TASK GOAL ->
Convert everything from the top of the listing down to and including the line containing "[1147, 661]" into a numbered list, omitting blank lines.

AVAILABLE RECORDS ->
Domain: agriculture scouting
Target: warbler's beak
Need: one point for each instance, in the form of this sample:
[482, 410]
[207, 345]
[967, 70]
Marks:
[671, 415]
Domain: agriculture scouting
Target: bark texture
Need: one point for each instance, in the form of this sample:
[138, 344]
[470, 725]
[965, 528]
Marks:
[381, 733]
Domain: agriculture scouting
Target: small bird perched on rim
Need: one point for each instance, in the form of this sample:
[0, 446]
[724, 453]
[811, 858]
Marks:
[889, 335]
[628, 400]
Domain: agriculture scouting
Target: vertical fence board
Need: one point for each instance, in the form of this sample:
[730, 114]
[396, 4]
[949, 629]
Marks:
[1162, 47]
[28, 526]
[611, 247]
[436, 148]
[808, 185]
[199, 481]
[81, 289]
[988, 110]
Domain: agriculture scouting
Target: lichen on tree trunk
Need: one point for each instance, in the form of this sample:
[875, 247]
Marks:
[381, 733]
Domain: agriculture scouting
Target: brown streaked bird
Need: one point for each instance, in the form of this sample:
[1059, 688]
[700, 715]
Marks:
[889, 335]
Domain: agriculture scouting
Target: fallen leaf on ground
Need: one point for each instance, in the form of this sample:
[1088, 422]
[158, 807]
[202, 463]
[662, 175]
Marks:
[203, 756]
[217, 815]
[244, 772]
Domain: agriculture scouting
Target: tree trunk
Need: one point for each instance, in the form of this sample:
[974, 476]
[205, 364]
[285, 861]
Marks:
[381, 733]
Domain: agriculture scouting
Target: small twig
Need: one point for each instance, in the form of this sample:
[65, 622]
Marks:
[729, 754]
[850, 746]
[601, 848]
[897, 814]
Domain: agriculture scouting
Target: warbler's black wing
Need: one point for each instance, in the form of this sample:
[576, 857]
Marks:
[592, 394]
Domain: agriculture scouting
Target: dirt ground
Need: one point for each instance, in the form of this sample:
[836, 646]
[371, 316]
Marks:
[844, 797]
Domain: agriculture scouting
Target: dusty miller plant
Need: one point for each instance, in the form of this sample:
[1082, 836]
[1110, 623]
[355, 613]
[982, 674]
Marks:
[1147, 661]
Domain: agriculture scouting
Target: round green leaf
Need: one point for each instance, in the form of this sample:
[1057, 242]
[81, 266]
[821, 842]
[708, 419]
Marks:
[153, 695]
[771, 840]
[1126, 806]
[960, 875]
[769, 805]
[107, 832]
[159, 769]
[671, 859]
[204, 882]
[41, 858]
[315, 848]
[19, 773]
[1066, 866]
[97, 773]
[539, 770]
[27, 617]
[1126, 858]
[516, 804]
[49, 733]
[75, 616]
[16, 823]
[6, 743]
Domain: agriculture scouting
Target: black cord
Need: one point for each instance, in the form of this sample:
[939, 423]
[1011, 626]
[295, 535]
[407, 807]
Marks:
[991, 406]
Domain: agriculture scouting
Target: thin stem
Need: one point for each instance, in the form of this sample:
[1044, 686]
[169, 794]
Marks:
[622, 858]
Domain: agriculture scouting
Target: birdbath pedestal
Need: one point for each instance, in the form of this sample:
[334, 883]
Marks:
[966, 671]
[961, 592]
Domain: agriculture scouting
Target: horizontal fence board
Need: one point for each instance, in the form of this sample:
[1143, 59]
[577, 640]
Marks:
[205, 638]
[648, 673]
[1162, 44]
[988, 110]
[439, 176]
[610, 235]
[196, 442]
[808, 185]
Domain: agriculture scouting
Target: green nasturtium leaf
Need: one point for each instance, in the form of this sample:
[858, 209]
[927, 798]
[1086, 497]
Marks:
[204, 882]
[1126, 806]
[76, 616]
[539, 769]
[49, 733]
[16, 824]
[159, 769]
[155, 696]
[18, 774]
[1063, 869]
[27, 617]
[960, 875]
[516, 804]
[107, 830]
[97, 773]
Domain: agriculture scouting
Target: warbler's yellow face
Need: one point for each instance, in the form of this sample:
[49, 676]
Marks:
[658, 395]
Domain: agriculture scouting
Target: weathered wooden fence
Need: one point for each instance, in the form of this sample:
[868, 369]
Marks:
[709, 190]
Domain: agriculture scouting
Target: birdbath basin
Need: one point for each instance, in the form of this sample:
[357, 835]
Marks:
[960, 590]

PROBLEM SOLUTION ->
1. Domain: agriculture scouting
2. Target: warbler's beak
3. Need: one point for each instance, in the form of this sample:
4. [482, 410]
5. [207, 345]
6. [967, 70]
7. Marks:
8. [671, 415]
9. Domain: agriculture scouting
10. Target: bark texture
11. Need: one point for each instance, in the form of this sample:
12. [138, 344]
13. [470, 725]
14. [965, 528]
15. Marks:
16. [381, 733]
17. Domain: agriculture scouting
18. Target: small bird perched on rim
19. Need: one point for each instance, in the form of this sample:
20. [0, 446]
21. [724, 453]
22. [811, 858]
23. Marks:
24. [889, 335]
25. [628, 400]
26. Domain: agriculture scouting
27. Target: vertical fence board
28. Need: one point for each instance, in the form of this sample:
29. [730, 114]
30. [396, 4]
31. [949, 629]
32. Marks:
33. [1162, 47]
34. [28, 526]
35. [611, 247]
36. [436, 148]
37. [808, 185]
38. [199, 481]
39. [81, 289]
40. [988, 110]
41. Domain: agriculture scouting
42. Target: lichen on tree trunk
43. Need: one point for each instance, in the form of this sample:
44. [875, 247]
45. Marks:
46. [381, 733]
47. Domain: agriculture scouting
48. Target: brown streaked bird
49. Need: one point for each instance, in the form of this sample:
50. [1059, 688]
51. [700, 715]
52. Marks:
53. [889, 335]
54. Domain: agriculture scouting
55. Target: fallen leaf on ground
56. Need: one point for each instance, in the form of this sample:
57. [1088, 422]
58. [158, 807]
59. [202, 463]
60. [662, 175]
61. Marks:
62. [203, 756]
63. [217, 815]
64. [244, 772]
65. Domain: agriculture scouting
66. Target: tree trunk
67. Need: one point for each instance, in the form of this sample:
68. [974, 476]
69. [205, 364]
70. [285, 861]
71. Marks:
72. [381, 733]
73. Domain: agriculture scouting
74. Target: small twig
75. Need: one point for each instance, in the form of this sample:
76. [65, 622]
77. Marks:
78. [729, 754]
79. [850, 746]
80. [601, 848]
81. [897, 814]
82. Domain: agriculture scouting
83. Target: warbler's black wing
84. Need: one point for each instance, in the form of this sample:
85. [576, 857]
86. Marks:
87. [592, 394]
88. Domain: agriculture scouting
89. Target: dirt ground
90. Need: one point for each instance, in the form of this sample:
91. [836, 646]
92. [371, 316]
93. Marks:
94. [844, 797]
95. Domain: agriculture scouting
96. Target: dusty miller plant
97. Need: one point for each instance, in the form of this sample:
98. [1082, 836]
99. [1110, 623]
100. [355, 613]
101. [982, 674]
102. Marks:
103. [1147, 661]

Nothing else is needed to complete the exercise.